- WHAT NEEDS TO BE DONE
Pick out every line of the material below that contains the word "woman". Case counts.

- DATA RECORDS
───
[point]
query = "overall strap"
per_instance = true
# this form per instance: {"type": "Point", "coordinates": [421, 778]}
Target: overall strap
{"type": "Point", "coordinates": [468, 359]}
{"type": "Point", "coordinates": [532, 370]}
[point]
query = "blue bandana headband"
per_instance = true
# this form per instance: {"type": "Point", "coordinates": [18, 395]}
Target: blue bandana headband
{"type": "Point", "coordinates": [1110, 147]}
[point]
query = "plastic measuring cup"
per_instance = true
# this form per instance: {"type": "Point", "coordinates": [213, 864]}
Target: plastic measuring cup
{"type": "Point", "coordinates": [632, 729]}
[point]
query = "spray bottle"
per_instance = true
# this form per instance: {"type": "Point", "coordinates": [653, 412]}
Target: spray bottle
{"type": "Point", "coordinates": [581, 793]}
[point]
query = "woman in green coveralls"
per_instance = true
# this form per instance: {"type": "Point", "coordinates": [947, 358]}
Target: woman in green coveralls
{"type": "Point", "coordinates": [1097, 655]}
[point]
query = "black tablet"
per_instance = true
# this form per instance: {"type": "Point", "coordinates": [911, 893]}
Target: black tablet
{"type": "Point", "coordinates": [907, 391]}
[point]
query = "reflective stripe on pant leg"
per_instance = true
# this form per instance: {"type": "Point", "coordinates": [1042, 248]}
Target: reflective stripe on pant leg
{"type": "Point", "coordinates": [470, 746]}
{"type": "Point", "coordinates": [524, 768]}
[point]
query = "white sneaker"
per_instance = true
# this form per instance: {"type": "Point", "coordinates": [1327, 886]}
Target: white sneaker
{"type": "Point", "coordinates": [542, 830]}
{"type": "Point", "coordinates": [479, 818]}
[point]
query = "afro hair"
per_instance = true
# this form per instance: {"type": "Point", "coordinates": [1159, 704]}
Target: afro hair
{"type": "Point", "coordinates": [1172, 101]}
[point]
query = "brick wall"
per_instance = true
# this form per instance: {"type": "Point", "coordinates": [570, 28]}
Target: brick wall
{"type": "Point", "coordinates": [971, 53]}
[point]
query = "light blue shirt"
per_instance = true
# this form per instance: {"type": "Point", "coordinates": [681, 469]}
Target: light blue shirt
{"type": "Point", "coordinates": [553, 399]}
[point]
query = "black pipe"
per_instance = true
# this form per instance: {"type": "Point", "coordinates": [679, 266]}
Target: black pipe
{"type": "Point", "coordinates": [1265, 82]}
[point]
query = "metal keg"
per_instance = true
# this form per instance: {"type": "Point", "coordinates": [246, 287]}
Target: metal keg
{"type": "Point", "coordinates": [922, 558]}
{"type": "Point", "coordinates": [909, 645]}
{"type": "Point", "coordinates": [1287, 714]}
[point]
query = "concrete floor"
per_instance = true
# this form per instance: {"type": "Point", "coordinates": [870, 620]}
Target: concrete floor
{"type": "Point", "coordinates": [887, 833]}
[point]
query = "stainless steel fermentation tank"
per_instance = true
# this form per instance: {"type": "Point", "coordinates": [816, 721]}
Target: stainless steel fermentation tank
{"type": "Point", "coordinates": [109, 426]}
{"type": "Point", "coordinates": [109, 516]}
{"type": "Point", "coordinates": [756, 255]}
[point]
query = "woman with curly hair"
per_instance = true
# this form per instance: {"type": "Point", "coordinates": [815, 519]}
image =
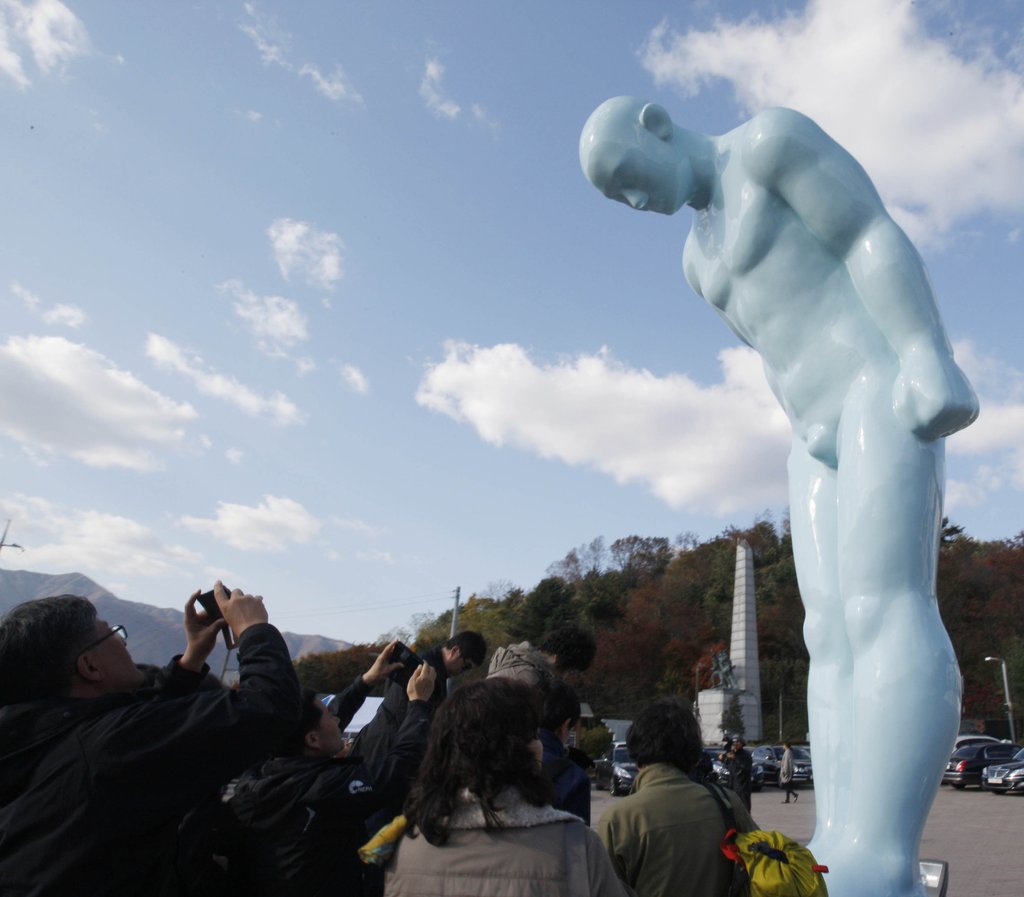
───
- EXERCISE RESULT
query = "woman in green coveralls"
Target: woman in green coveralls
query = "woman with curly hair"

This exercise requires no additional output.